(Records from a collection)
⁂

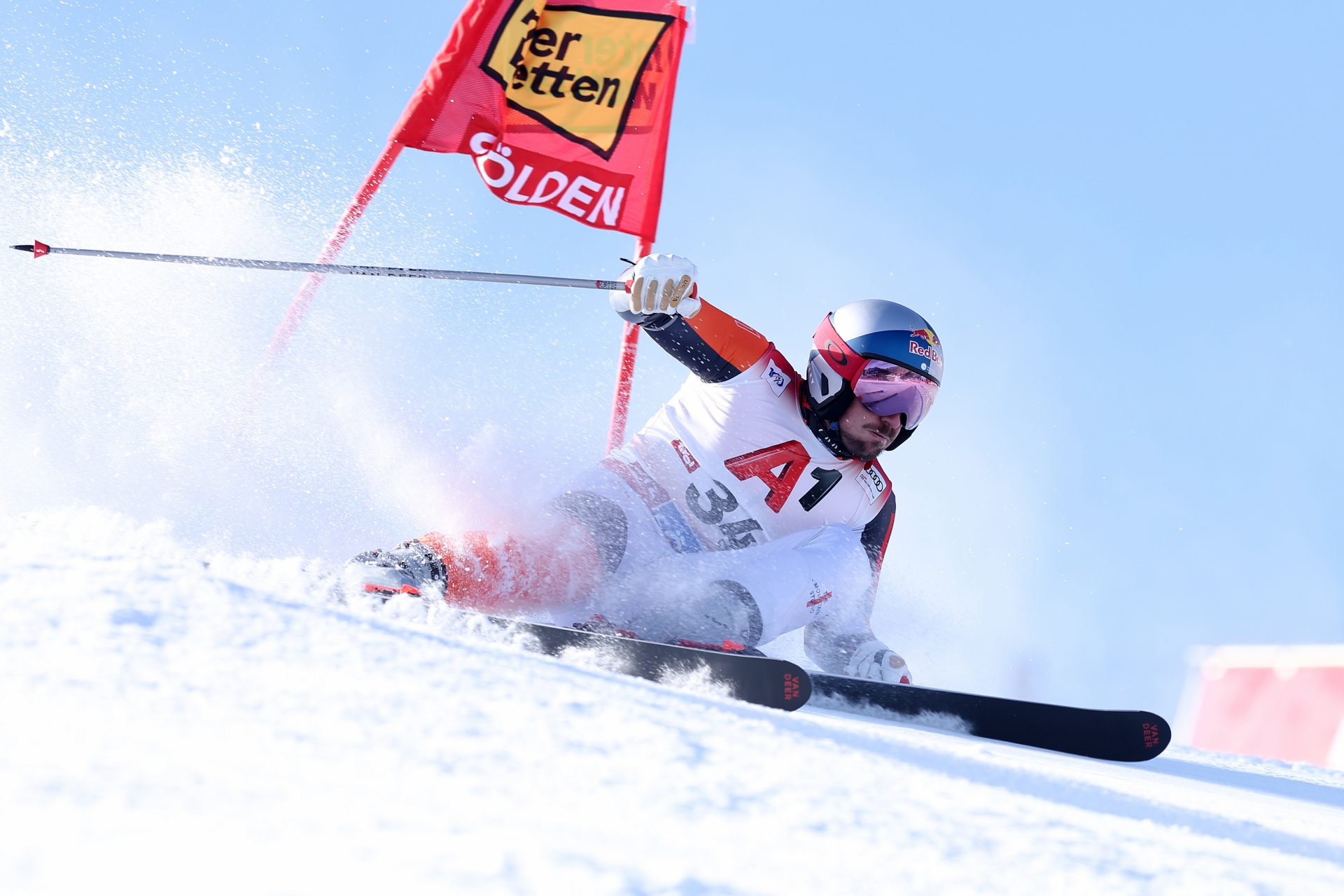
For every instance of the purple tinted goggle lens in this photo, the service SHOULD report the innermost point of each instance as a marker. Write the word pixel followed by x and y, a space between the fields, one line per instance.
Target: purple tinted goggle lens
pixel 888 388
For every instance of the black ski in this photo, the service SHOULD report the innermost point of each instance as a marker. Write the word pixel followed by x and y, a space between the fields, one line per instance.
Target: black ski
pixel 755 679
pixel 1101 734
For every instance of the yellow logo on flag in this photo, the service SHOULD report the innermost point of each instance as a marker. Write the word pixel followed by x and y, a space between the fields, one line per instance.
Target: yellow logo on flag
pixel 574 69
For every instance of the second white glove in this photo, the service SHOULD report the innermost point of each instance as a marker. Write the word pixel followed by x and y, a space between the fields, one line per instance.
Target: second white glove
pixel 660 284
pixel 879 663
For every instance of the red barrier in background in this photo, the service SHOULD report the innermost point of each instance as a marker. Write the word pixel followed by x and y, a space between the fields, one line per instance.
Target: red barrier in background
pixel 1270 701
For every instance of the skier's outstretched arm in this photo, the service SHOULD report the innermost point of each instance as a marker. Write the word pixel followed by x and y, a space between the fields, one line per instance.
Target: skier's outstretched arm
pixel 843 641
pixel 664 301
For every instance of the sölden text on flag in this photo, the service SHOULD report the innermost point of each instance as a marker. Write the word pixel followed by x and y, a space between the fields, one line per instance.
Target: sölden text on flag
pixel 564 105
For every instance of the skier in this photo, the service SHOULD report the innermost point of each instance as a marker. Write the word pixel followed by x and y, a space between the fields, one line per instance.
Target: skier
pixel 752 504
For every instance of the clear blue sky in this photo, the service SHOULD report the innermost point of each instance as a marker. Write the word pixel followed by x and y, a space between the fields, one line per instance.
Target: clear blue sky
pixel 1123 220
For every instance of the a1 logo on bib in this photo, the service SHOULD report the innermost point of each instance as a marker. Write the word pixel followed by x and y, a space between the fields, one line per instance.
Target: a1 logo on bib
pixel 874 484
pixel 777 379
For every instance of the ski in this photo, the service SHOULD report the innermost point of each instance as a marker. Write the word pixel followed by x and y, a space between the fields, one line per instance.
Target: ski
pixel 1100 734
pixel 768 681
pixel 762 680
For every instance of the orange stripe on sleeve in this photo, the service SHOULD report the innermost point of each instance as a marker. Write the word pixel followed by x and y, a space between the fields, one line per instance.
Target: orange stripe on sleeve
pixel 733 340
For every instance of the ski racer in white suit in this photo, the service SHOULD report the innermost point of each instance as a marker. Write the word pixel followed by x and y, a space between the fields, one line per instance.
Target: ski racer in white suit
pixel 750 505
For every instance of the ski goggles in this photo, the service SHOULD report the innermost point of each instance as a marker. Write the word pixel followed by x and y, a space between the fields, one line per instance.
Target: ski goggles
pixel 889 388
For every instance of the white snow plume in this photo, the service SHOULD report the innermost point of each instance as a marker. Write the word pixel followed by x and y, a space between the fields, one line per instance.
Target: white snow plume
pixel 169 722
pixel 125 384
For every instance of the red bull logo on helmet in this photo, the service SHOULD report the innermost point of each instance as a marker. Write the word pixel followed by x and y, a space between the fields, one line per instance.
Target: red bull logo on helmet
pixel 926 335
pixel 929 348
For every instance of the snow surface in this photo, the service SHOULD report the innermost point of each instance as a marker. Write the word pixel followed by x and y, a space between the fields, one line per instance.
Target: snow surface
pixel 178 727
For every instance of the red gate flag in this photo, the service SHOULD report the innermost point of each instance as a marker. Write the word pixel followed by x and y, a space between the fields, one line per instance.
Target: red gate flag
pixel 565 105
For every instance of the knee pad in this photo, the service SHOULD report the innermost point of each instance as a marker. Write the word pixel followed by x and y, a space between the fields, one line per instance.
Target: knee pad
pixel 603 517
pixel 722 612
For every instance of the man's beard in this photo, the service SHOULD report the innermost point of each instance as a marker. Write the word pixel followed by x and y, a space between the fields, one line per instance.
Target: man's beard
pixel 866 450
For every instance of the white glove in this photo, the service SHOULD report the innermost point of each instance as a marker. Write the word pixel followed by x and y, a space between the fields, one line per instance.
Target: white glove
pixel 659 285
pixel 876 662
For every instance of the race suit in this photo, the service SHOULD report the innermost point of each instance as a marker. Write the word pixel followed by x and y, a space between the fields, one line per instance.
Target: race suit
pixel 724 505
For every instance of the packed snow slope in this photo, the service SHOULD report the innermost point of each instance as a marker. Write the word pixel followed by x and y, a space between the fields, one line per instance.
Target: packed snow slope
pixel 176 723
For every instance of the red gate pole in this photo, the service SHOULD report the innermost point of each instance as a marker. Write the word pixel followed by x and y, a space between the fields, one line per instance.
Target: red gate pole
pixel 625 372
pixel 280 342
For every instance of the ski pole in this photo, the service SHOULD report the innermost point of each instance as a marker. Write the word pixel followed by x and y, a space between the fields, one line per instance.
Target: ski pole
pixel 39 248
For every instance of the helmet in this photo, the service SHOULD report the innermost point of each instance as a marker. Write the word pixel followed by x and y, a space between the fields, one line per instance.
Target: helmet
pixel 881 351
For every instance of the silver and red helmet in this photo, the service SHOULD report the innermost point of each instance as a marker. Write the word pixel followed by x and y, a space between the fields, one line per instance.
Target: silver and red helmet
pixel 881 352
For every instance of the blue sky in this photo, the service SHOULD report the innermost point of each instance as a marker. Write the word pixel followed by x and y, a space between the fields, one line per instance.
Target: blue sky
pixel 1124 223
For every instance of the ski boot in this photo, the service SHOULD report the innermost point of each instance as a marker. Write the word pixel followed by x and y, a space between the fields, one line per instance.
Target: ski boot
pixel 407 568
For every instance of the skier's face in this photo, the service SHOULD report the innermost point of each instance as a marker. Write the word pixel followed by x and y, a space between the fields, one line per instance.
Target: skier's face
pixel 864 434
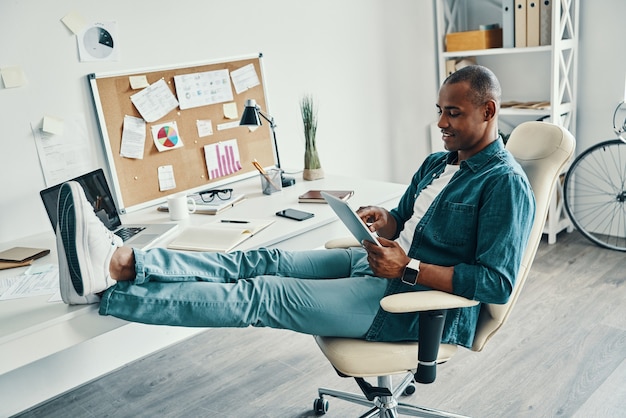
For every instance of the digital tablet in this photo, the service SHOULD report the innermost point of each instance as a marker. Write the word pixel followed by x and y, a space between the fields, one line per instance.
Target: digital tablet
pixel 350 219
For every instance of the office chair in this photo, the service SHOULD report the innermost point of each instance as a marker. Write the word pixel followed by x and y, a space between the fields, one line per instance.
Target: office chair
pixel 543 150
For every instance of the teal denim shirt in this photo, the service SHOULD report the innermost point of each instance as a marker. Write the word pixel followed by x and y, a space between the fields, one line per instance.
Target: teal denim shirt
pixel 479 224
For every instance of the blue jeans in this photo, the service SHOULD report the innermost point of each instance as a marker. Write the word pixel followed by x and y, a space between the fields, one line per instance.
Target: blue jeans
pixel 319 292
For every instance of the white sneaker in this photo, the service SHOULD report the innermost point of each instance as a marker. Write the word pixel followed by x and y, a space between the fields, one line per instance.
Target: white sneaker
pixel 85 248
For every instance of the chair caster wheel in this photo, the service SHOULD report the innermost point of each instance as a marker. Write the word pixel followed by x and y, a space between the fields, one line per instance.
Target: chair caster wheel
pixel 320 406
pixel 409 390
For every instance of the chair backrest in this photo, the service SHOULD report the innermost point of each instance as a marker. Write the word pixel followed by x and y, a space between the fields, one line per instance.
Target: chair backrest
pixel 543 150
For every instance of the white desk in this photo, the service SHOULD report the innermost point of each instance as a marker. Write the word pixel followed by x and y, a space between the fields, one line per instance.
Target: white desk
pixel 47 349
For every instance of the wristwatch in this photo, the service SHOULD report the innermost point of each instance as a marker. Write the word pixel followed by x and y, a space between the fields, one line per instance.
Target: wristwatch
pixel 411 272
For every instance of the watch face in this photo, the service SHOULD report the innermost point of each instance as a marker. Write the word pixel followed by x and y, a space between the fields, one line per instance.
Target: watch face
pixel 410 276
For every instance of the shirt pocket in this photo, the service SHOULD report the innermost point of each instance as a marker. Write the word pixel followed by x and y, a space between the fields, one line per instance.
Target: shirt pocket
pixel 454 224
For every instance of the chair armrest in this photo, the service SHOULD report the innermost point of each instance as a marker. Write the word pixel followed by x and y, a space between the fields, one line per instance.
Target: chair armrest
pixel 429 300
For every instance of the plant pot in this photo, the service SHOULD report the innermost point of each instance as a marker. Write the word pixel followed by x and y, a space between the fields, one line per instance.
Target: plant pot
pixel 313 173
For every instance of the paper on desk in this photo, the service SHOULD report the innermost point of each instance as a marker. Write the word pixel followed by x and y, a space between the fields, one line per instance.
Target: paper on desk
pixel 27 285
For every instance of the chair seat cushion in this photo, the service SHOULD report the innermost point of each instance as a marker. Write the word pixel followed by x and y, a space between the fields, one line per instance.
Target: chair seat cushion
pixel 360 358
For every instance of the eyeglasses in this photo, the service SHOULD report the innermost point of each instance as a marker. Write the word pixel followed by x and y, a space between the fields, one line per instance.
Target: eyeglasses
pixel 222 194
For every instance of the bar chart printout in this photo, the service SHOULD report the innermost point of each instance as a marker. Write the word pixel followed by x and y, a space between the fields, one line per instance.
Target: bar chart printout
pixel 222 159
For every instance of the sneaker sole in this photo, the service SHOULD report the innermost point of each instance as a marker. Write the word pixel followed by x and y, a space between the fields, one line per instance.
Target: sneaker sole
pixel 67 229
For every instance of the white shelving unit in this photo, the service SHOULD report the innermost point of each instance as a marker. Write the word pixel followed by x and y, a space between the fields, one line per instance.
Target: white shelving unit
pixel 527 74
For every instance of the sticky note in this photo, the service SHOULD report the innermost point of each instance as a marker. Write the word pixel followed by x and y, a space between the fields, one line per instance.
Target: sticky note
pixel 138 82
pixel 53 125
pixel 13 77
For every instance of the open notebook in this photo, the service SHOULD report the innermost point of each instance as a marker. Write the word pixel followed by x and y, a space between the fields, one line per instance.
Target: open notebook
pixel 217 236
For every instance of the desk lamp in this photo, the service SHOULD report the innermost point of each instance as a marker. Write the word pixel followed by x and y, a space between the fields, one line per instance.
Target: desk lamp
pixel 250 117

⁂

EXERCISE OBJECTIVE: Rewrite the lines starting at the one containing "For every instance of the watch" and ending at the one containing "pixel 410 276", replacing "watch face" with "watch dial" and leaving everything else unchanged.

OUTPUT OF THE EXERCISE:
For every instance of the watch dial in this photo, the service SHOULD report the innermost point of each instance as a marker. Write the word pixel followed by x and y, a space between the fields, one line per instance.
Target: watch dial
pixel 410 276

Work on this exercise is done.